◆ **Required work**
a) Decide whether each statement below agrees with the text about Roger Bergman's book, answering yes or no and quoting the words of the text that decide it: (i) the book appeared in 2011; (ii) the first type of experience described is meeting the global poor; (iii) only one of the two encounters is necessary.
b) Carry the text about Roger Bergman's book forward from its final sentence.

◆ **Excerpted text**
+---+
Roger Bergman’s book, Catholic Social Learning (2011), hosts a variety of voices and vocations: philosophers, poets, saints, social activists, and service learning students (Bergman’s own and others) are some of them. From contexts of the ancient-past or the now-present, the ivy campus or the poor campo, as well as the shocked, shamed, and sagacious, he shows us what Aristotle, Nietzsche, Paulo Freire, Pope Paul VI, and others commonly share: encountering.


The kinds of encountering his characters represent testify to one of two different types of experience, if not both. The first experience is in meeting – through history, literature, media, and personal interaction, for instance – moral exemplars, heroines and heroes who show us something quite admirable about daily living. The other experience is in meeting the global poor. On the other side of the border, on their turf, in their homes, in their hearts, the second encountering is of the people of the Third World or, as he indicates, the Two Thirds World of people beyond our own (but who even exist within it). Both encounters – of powerful exemplar, of poor other – are profoundly transformative, and both are necessary. They are the ingredients of an effective service learning program. Bergman shows that Catholic higher education provides, or should provide, such encounterings.
+---+
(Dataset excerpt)
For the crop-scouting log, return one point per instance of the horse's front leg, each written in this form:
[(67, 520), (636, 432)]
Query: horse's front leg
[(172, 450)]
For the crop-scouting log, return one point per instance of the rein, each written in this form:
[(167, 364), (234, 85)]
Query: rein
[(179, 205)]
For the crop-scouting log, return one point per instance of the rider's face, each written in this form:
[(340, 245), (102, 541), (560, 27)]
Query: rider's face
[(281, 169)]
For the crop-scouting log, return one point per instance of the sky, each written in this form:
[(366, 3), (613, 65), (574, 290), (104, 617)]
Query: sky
+---+
◆ **Results by task**
a)
(i) Yes: "Roger Bergman’s book, Catholic Social Learning (2011)"
(ii) No: "The first experience is in meeting – through history, literature, media, and personal interaction, for instance – moral exemplars, heroines and heroes who show us something quite admirable about daily living."
(iii) No: "Both encounters – of powerful exemplar, of poor other – are profoundly transformative, and both are necessary."

b)
On one level, Bergman’s book is about service learning anywhere in higher education. He discusses his own program in particular, offering curricular examples, course content, reflective strategies, assessment techniques, venues, and more through which service learning programs can be successful. Reviews of pertinent literature within his book articulate different models, processes, and outcomes of programs and they reveal testimonies of students who participated in them.  


But the Catholic dimension of his book is not insignificant. Bergman also explains why Catholic colleges and universities should be offering, if not mandating, service learning on their campuses. John Henry Newman’s The Idea of a University (1887), Pope John Paul II’s encyclical, Ex corde ecclesiae (From the heart of the church) (1990), and social teachings of the Catholic bishops, such as their 1971 letter, Justitia in mundo (Justice in the world), describe why service learning manifests an essential feature of what a Catholic university is. Distilling hundreds of pages of Catholic social teaching of the 20th Century alone, part of Bergman’s project is to make more explicit the pedagogical implications of a rich but seemingly irrelevant tradition.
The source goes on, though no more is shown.